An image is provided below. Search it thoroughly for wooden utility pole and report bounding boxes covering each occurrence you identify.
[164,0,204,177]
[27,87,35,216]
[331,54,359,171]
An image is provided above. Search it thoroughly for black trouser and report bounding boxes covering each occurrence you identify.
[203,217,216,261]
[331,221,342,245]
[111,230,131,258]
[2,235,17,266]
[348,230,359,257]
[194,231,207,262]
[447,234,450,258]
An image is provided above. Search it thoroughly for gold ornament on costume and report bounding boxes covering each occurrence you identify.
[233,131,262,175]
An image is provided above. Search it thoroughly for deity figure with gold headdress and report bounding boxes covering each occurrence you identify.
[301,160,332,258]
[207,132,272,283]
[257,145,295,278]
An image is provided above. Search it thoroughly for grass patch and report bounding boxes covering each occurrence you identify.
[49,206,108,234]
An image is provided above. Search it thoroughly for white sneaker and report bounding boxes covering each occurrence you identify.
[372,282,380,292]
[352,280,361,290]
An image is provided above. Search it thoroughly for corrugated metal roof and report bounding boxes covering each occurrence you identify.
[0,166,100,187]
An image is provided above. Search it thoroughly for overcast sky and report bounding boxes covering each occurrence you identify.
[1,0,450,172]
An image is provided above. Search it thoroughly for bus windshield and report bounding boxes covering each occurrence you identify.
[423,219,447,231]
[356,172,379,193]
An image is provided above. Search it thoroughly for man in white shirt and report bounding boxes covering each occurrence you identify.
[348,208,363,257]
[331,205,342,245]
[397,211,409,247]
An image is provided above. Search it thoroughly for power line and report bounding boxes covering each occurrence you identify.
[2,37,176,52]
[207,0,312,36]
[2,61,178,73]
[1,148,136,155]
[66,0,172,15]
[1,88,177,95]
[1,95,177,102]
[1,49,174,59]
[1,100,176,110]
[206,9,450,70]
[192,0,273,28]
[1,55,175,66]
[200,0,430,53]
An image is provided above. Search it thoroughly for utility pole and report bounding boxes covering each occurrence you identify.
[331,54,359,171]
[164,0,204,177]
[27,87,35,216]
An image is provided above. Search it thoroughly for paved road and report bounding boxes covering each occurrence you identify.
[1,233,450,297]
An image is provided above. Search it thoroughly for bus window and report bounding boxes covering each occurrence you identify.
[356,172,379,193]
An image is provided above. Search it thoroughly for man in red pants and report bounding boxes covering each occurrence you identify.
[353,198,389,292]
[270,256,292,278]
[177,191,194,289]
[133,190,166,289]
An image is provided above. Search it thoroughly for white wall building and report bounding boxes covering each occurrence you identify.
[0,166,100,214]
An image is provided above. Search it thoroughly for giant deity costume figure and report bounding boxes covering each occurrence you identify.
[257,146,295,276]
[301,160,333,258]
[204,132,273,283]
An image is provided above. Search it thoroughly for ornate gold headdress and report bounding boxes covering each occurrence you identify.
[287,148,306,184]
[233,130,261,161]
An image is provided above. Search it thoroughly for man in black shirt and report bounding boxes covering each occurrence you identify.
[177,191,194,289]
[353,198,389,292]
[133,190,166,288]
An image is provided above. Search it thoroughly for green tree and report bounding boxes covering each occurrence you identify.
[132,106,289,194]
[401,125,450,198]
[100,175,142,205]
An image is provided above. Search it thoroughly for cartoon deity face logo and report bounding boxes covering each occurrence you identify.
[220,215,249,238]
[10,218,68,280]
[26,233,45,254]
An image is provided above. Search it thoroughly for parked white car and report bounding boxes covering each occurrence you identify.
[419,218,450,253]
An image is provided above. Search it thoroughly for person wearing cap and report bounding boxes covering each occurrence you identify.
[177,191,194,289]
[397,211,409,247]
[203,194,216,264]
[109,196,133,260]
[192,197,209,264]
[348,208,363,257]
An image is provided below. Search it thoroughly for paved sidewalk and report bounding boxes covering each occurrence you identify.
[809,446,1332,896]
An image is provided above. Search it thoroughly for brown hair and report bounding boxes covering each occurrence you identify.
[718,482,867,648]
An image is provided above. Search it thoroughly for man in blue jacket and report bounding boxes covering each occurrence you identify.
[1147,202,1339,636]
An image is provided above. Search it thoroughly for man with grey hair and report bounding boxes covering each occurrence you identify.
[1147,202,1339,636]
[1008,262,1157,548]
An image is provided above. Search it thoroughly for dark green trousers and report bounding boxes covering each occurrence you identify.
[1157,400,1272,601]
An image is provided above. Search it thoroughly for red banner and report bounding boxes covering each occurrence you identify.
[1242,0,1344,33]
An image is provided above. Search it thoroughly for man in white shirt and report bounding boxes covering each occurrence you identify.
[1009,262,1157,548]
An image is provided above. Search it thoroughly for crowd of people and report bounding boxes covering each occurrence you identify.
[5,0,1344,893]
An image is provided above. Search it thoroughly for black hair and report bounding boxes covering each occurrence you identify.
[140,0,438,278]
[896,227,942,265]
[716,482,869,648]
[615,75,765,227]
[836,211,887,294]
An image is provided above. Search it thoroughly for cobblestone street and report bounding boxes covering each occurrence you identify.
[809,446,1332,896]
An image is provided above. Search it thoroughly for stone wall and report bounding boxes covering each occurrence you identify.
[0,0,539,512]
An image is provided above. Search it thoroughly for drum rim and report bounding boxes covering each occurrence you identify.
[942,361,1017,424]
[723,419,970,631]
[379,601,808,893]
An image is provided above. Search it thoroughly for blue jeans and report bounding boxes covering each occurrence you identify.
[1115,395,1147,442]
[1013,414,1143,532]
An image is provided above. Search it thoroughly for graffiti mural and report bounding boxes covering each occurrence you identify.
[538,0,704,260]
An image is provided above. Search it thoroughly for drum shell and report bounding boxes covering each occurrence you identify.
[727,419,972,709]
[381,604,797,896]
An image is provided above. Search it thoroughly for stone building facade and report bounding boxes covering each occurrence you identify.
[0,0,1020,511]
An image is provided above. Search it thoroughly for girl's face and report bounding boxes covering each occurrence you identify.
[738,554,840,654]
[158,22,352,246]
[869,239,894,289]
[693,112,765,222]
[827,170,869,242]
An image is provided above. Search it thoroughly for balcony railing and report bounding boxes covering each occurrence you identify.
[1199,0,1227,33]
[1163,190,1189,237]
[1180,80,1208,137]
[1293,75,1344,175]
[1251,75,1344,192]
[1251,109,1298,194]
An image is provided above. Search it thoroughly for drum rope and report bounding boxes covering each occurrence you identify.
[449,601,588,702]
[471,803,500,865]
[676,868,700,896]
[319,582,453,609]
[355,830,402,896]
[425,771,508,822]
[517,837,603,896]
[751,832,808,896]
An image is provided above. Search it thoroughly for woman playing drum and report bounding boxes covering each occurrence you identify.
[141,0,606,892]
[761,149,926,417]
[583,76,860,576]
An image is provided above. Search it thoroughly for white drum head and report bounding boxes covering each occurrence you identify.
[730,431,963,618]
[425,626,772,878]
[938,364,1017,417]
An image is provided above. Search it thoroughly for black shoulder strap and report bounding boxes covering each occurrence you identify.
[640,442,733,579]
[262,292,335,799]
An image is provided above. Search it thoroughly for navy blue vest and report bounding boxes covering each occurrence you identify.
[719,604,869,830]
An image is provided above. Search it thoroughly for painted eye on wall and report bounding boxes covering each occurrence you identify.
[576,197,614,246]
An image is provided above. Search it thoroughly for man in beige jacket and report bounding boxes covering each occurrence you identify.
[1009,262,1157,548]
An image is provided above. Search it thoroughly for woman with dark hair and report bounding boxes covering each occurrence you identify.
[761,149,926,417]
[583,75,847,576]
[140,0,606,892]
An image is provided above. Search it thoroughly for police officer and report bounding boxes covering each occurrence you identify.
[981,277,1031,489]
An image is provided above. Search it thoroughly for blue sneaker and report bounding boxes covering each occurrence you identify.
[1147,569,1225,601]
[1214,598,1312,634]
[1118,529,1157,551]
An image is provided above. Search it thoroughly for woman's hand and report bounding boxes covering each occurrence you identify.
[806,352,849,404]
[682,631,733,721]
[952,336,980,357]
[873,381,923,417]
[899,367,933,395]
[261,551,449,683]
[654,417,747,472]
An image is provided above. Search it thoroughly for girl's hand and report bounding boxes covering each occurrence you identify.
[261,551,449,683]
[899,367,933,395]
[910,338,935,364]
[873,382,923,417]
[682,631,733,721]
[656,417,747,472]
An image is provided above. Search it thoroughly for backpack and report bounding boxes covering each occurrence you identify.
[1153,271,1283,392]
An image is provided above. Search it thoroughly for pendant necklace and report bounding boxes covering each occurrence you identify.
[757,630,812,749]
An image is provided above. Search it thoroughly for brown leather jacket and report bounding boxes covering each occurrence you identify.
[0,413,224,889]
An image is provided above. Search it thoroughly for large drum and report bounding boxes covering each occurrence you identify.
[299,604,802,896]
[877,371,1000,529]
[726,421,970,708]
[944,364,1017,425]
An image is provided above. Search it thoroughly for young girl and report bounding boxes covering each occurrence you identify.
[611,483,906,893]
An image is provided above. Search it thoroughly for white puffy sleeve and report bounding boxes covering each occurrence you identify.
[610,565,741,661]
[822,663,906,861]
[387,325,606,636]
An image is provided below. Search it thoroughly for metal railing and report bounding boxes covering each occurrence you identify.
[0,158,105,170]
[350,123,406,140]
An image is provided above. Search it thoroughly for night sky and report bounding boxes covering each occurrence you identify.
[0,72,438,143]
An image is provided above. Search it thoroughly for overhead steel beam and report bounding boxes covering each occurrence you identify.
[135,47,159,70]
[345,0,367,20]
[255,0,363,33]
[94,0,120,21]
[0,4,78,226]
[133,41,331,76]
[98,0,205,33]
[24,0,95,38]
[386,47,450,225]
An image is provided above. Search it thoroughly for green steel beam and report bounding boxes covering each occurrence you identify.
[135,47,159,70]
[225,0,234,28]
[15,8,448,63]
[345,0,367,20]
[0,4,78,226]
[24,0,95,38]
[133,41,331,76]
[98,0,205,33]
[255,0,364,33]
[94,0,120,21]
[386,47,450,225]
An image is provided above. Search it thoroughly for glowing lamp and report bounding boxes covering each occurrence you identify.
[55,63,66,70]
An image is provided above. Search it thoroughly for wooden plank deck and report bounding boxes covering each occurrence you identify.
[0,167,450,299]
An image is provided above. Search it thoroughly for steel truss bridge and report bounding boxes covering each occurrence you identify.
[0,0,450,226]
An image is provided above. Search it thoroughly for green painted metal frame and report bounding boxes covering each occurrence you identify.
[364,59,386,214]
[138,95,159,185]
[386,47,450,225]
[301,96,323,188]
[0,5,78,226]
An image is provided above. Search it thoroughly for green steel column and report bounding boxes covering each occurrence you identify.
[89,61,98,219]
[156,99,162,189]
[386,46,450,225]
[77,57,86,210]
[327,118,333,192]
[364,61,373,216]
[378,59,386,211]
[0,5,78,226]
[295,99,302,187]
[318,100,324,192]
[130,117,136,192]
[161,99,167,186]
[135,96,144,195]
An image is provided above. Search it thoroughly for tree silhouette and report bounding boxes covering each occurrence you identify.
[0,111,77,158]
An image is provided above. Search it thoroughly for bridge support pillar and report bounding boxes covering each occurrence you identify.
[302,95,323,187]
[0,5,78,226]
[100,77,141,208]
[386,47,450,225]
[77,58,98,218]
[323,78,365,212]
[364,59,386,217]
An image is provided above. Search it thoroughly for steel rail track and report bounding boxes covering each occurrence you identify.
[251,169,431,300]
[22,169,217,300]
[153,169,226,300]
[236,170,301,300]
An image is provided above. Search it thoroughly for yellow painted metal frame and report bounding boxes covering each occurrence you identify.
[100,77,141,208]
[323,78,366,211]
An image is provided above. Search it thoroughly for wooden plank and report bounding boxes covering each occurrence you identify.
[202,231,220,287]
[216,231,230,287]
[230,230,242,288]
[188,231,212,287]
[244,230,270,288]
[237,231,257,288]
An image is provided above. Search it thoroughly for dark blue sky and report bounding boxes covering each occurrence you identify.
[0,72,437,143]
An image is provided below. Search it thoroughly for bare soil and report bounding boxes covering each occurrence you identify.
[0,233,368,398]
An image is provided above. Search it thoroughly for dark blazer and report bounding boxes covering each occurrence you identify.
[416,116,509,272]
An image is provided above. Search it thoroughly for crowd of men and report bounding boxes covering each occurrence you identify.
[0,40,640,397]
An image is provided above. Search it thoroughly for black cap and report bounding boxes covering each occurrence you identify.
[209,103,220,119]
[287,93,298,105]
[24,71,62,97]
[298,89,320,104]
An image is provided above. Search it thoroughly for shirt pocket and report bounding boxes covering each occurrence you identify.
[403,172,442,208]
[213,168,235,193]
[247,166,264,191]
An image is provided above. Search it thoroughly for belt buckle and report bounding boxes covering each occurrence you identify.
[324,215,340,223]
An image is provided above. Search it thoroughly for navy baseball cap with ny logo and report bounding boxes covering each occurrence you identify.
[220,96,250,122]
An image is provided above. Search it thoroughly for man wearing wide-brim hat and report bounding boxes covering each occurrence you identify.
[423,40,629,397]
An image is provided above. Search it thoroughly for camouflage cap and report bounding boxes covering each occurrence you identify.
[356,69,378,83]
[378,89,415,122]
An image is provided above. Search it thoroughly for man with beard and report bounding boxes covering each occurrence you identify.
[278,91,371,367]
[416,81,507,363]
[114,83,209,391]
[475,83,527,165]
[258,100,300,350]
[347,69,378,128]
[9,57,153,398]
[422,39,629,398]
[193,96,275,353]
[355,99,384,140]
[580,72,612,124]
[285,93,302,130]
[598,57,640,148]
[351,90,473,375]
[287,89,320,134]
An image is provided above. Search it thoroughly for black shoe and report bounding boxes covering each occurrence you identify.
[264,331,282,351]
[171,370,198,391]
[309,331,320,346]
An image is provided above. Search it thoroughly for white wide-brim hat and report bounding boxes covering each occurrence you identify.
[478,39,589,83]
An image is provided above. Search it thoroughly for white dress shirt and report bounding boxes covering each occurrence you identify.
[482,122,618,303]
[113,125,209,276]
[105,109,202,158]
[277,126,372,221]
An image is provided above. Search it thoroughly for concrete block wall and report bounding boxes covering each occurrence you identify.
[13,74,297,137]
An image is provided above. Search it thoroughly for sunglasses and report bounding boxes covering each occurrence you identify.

----

Given instruction →
Turn the records above into a numbered list, starting at the line that contains "for blue sneaker" and ending with the line that contains "[1153,271,1283,392]". Leave out any blank lines.

Full solution →
1. An image is provided above. Search it thoroughly for blue sneaker and report bounding boxes covering each occurrence you identify.
2. [1147,569,1225,601]
3. [1214,598,1312,634]
4. [1118,529,1157,551]
5. An image is provided above. Search it thoroughly for woman's hand and report bounding boxes covering each occurrence you identify.
6. [806,352,849,404]
7. [682,631,733,721]
8. [952,336,980,357]
9. [873,381,923,417]
10. [899,367,933,395]
11. [261,551,449,683]
12. [654,417,747,472]
13. An image is provided above. Search it thoroughly for girl's hand and report bounding boxes covering each occurrence you identify.
14. [261,551,449,683]
15. [899,367,933,395]
16. [910,338,935,364]
17. [873,382,923,417]
18. [682,631,733,721]
19. [656,417,747,472]
20. An image is provided above. Search it thoroughly for backpack and report bounding boxes covering each occurrence you identify.
21. [1153,271,1283,392]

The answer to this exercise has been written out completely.